Cancer Society’s services are needed more than ever
The Cancer Society held its traditional Daffodil Day last Friday.
Last year 23,000 New Zealanders were diagnosed with cancer, this represents an increase of almost 30 per cent in the past 10 years. This is expected to increase by a further 61 per cent by 2035.
“Today cancer affects one in three Kiwis, in the not too distant future it is predicted to affect one in two. This is not a target we should be aiming to achieve,” says Debra Elgar, CE, Cancer Society Central Districts.
“New Zealand has the highest rates of melanoma in the world and one of the highest rates of bowel cancer. Sadly, these are only two examples of why our services have never been more relevant or in demand.
“Throughout the Central Districts we are experiencing more and more people engaging with the Cancer Society to help navigate the practical and emotional toll of a cancer diagnosis. Whether someone needs advice and guidance, somewhere to stay during treatment, access to support groups or a ride to the hospital for treatment, the Cancer Society offers a wide-range services that would not otherwise be available across our region.

● Records:
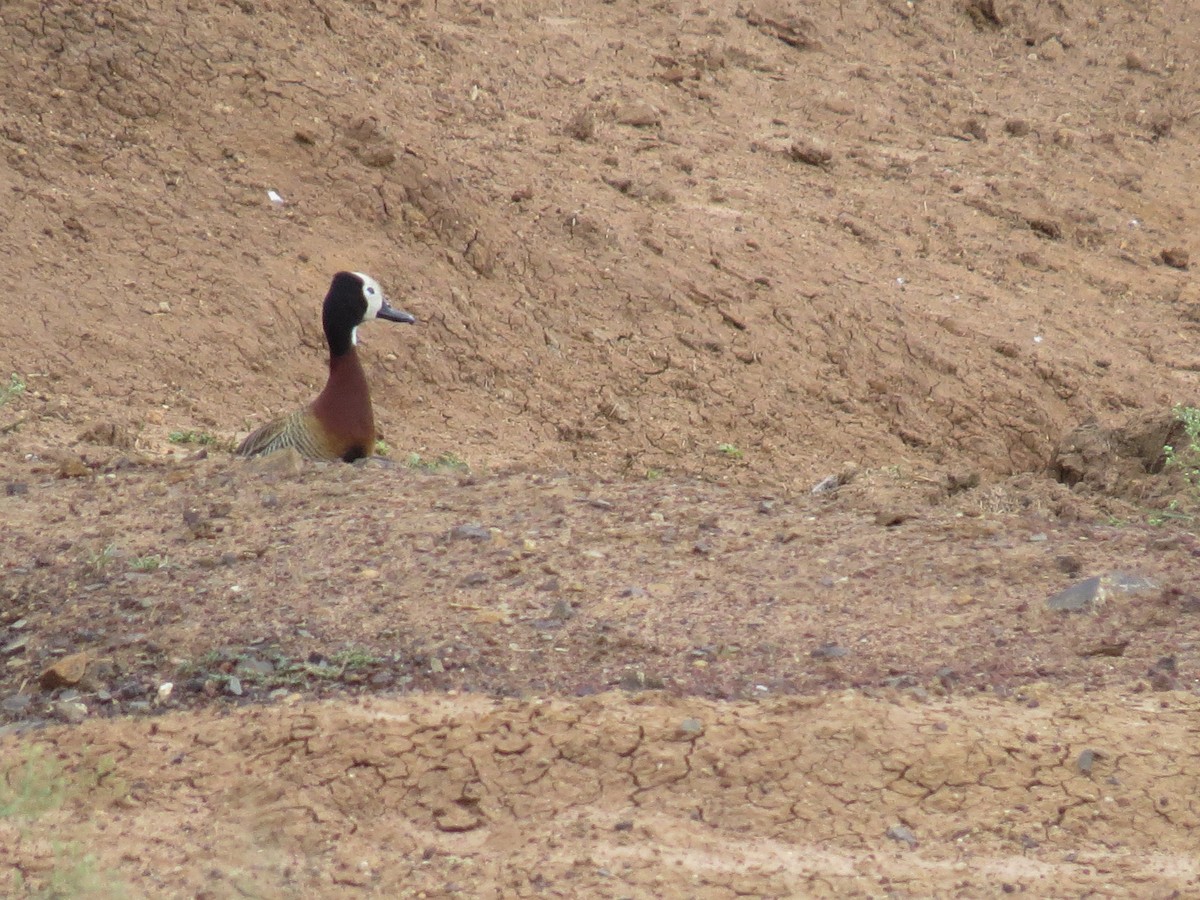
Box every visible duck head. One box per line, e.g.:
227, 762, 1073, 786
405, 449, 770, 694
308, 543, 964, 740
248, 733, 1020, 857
322, 272, 416, 356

● Brief 1:
Retype the Cancer Society article from "Cancer Society’s services" to "Society Central Districts.".
● Brief 2:
Decide whether each statement agrees with the Cancer Society article, quoting the deciding words: (a) 23,000 New Zealanders were diagnosed with cancer last year; (b) Daffodil Day was held last Monday; (c) cancer currently affects one in two Kiwis.
The listing comes from a separate source, unrelated to the Cancer Society article.

● Result 1:
Cancer Society’s services are needed more than ever
The Cancer Society held its traditional Daffodil Day last Friday.
Last year 23,000 New Zealanders were diagnosed with cancer, this represents an increase of almost 30 per cent in the past 10 years. This is expected to increase by a further 61 per cent by 2035.
“Today cancer affects one in three Kiwis, in the not too distant future it is predicted to affect one in two. This is not a target we should be aiming to achieve,” says Debra Elgar, CE, Cancer Society Central Districts.

● Result 2:
(a) Yes: "Last year 23,000 New Zealanders were diagnosed with cancer"
(b) No: "The Cancer Society held its traditional Daffodil Day last Friday."
(c) No: "Today cancer affects one in three Kiwis"